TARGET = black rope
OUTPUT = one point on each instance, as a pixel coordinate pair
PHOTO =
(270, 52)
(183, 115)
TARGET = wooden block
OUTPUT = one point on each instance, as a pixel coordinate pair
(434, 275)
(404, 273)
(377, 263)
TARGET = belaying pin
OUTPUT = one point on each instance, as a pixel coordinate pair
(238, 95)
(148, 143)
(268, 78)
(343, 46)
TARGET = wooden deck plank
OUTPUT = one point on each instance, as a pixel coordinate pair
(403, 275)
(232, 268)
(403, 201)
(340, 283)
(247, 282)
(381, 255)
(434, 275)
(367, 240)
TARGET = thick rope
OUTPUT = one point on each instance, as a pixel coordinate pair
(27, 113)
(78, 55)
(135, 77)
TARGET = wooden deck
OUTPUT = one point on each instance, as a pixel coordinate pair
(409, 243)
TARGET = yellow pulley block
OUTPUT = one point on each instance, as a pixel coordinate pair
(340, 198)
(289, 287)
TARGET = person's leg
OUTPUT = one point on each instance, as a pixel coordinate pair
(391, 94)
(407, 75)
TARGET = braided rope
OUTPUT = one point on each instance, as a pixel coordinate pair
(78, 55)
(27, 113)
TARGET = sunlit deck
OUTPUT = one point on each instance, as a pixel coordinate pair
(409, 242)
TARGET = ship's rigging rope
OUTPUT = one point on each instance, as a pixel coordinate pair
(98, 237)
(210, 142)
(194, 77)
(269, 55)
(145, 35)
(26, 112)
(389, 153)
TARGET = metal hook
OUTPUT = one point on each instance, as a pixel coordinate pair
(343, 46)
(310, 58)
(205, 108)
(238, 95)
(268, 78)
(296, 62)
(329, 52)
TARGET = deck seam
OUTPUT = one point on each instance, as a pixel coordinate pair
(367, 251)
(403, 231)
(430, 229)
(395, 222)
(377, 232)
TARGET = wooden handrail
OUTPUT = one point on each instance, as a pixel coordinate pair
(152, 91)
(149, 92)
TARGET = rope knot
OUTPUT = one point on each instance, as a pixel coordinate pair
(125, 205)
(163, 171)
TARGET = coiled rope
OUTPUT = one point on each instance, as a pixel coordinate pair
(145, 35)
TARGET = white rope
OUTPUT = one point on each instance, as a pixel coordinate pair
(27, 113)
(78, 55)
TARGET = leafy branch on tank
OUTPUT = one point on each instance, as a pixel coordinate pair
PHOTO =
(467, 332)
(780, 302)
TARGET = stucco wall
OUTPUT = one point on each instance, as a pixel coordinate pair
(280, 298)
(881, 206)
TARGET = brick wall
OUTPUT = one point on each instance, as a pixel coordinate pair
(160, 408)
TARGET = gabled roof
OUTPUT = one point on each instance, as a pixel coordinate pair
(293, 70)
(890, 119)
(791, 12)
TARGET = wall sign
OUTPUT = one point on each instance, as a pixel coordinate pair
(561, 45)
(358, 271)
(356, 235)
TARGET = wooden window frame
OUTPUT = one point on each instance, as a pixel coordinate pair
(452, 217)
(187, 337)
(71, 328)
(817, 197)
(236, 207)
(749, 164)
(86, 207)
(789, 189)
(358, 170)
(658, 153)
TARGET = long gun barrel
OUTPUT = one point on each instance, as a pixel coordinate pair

__________

从含有“TARGET = brick wall”的那一行起，到数据末尾为止（两端都包括），把这些行重写一遍，将“wooden window frame”改名为“timber window frame”，其余内容一律不变。

完整回答 ::
TARGET = brick wall
OUTPUT = one point on each instance, as a pixel coordinate pair
(160, 408)
TARGET = gabled roof
OUTPUT = one point on each instance, as a pixel coordinate pair
(293, 70)
(890, 119)
(791, 12)
TARGET = wall sign
OUTPUT = one point on each instance, as a pixel coordinate pair
(561, 45)
(358, 271)
(356, 235)
TARGET = timber window frame
OUTPUT = one point on each instance, as a pixel coordinate pair
(452, 217)
(187, 337)
(71, 328)
(817, 197)
(236, 207)
(749, 164)
(86, 207)
(789, 189)
(358, 170)
(658, 153)
TARGET = long gun barrel
OUTPUT = one point on each instance, as a pixel coordinate pair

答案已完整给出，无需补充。